[Saved entries]
▬▬▬▬▬▬

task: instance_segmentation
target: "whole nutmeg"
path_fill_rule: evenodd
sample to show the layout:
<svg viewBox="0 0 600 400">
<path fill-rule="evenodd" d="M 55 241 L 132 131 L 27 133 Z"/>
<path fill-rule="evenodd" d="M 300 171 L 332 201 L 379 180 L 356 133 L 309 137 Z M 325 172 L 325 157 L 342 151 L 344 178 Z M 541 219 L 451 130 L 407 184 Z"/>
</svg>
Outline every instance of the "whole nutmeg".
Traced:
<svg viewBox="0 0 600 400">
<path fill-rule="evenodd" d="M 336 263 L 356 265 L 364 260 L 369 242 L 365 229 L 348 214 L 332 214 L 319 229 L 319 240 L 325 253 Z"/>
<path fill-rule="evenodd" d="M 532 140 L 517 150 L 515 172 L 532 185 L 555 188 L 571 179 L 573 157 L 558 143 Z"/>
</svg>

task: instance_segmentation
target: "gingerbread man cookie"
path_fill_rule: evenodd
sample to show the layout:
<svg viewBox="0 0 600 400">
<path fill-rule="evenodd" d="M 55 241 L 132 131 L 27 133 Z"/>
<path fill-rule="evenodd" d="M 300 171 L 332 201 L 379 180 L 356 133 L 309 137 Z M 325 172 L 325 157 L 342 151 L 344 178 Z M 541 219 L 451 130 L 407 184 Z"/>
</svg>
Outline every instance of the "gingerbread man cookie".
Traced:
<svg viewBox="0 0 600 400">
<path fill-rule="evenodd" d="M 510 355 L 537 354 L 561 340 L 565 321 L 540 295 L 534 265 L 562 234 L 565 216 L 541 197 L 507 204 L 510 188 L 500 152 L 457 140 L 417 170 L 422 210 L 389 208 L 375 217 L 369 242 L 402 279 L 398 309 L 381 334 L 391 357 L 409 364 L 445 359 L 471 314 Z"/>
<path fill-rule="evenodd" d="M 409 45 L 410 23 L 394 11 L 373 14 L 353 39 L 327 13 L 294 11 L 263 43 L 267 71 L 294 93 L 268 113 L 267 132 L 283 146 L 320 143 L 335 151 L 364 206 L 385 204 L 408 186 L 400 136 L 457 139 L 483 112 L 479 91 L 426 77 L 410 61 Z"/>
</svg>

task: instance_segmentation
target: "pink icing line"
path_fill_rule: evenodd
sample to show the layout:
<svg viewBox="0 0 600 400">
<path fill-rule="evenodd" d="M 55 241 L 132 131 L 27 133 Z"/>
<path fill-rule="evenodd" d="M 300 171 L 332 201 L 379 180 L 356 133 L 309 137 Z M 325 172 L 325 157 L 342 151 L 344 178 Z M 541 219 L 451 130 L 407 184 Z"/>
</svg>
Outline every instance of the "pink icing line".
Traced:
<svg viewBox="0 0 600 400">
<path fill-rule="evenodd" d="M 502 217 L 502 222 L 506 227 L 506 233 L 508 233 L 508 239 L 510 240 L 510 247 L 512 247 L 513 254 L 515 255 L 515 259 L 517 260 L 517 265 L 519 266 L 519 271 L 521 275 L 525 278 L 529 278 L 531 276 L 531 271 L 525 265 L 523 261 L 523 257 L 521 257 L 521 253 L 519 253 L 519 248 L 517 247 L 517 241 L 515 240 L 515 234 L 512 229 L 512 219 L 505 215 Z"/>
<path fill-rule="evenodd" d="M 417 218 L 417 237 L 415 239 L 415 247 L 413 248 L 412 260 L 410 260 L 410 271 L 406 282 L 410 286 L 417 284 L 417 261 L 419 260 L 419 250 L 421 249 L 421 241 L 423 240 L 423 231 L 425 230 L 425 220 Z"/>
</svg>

▬▬▬▬▬▬

TASK OBJECTIVE
Exact output of every entry is required.

EXERCISE SOLUTION
task: instance_segmentation
target: "whole nutmeg"
path_fill_rule: evenodd
sample to show the layout:
<svg viewBox="0 0 600 400">
<path fill-rule="evenodd" d="M 55 241 L 132 131 L 27 133 Z"/>
<path fill-rule="evenodd" d="M 300 171 L 332 201 L 379 180 L 356 133 L 309 137 Z M 325 172 L 325 157 L 342 151 L 344 178 Z M 541 219 L 451 130 L 407 184 Z"/>
</svg>
Outline every instance of the "whole nutmeg".
Traced:
<svg viewBox="0 0 600 400">
<path fill-rule="evenodd" d="M 336 263 L 356 265 L 364 260 L 369 242 L 365 229 L 348 214 L 332 214 L 319 229 L 319 240 L 325 253 Z"/>
<path fill-rule="evenodd" d="M 532 140 L 517 150 L 515 172 L 532 185 L 555 188 L 571 179 L 573 157 L 558 143 Z"/>
</svg>

task: instance_segmentation
target: "gingerbread man cookie"
path_fill_rule: evenodd
sample to show the layout:
<svg viewBox="0 0 600 400">
<path fill-rule="evenodd" d="M 55 241 L 132 131 L 27 133 Z"/>
<path fill-rule="evenodd" d="M 300 171 L 332 201 L 379 180 L 356 133 L 309 137 Z M 325 172 L 325 157 L 342 151 L 344 178 Z M 541 219 L 451 130 L 407 184 Z"/>
</svg>
Outline every instance of the "gingerbread man cookie".
Traced:
<svg viewBox="0 0 600 400">
<path fill-rule="evenodd" d="M 510 355 L 537 354 L 561 340 L 565 321 L 540 295 L 534 265 L 562 234 L 565 216 L 541 197 L 507 204 L 510 188 L 500 152 L 457 140 L 417 170 L 422 210 L 389 208 L 375 217 L 369 242 L 402 279 L 398 309 L 381 334 L 391 357 L 409 364 L 445 359 L 471 314 Z"/>
<path fill-rule="evenodd" d="M 409 45 L 410 23 L 394 11 L 373 14 L 353 39 L 327 13 L 294 11 L 263 43 L 267 71 L 294 93 L 268 113 L 267 132 L 283 146 L 320 143 L 335 151 L 364 206 L 385 204 L 408 186 L 400 136 L 457 139 L 483 112 L 479 91 L 426 77 L 410 61 Z"/>
</svg>

task: instance_segmentation
target: "pink icing line"
path_fill_rule: evenodd
sample to show the layout:
<svg viewBox="0 0 600 400">
<path fill-rule="evenodd" d="M 55 241 L 132 131 L 27 133 Z"/>
<path fill-rule="evenodd" d="M 300 171 L 332 201 L 379 180 L 356 133 L 309 137 Z M 325 172 L 325 157 L 342 151 L 344 178 Z M 541 219 L 451 130 L 407 184 Z"/>
</svg>
Outline every instance of the "pink icing line".
Traced:
<svg viewBox="0 0 600 400">
<path fill-rule="evenodd" d="M 502 217 L 502 222 L 506 227 L 506 233 L 508 233 L 508 239 L 510 240 L 510 247 L 512 247 L 513 254 L 515 255 L 515 259 L 517 260 L 517 265 L 519 266 L 519 271 L 521 275 L 525 278 L 529 278 L 531 276 L 531 271 L 525 265 L 523 261 L 523 257 L 521 257 L 521 253 L 519 253 L 519 248 L 517 247 L 517 241 L 515 240 L 515 234 L 512 229 L 512 219 L 505 215 Z"/>
<path fill-rule="evenodd" d="M 417 218 L 417 237 L 415 239 L 415 247 L 413 248 L 412 260 L 410 260 L 410 271 L 406 282 L 410 286 L 417 284 L 417 261 L 419 260 L 419 250 L 421 249 L 421 241 L 423 240 L 423 231 L 425 230 L 425 220 Z"/>
</svg>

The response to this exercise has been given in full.